● DIRECTIONS FOR THIS TASK
Pick out every line in the rows below that contains the word "military", and copy each of those lines. Case counts when matching.

● GIVEN DATA
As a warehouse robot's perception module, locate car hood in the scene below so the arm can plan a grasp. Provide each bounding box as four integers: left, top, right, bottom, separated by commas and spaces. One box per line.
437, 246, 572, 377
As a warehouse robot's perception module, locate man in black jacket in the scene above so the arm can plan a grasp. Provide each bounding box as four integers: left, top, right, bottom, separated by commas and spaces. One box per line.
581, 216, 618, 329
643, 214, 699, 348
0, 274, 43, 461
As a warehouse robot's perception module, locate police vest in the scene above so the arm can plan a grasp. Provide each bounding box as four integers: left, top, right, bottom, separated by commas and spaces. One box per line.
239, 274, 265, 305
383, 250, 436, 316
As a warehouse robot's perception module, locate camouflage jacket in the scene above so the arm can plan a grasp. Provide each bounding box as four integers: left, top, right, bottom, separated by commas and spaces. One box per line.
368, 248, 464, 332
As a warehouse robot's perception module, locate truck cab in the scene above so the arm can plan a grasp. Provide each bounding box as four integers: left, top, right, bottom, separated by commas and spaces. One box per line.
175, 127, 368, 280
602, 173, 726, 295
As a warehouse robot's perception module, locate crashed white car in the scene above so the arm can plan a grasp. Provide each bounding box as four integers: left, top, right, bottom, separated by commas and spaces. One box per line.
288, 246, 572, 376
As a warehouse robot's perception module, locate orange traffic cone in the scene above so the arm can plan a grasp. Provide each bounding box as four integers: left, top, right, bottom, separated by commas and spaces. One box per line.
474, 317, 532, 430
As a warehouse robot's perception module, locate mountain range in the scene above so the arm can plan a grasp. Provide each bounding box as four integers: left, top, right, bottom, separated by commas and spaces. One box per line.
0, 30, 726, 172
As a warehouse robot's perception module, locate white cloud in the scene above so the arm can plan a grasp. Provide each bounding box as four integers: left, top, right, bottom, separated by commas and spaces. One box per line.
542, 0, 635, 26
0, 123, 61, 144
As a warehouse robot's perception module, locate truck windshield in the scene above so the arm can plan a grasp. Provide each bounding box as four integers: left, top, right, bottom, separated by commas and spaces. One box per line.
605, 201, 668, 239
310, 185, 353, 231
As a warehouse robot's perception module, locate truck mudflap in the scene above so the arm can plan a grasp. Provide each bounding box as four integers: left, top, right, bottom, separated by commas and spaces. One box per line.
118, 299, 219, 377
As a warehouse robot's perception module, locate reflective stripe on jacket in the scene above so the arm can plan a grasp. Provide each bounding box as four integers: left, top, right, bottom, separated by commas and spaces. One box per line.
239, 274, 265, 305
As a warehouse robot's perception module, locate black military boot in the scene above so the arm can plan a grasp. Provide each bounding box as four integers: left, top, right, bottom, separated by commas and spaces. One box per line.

● EXPECTED ANSWER
As a warehouse robot's perception module, locate black military boot in the scene above so the arm can plan a grasp. Provide each bounding box as four integers: left, top, right, bottom, separated by commas and spaces. One box per line.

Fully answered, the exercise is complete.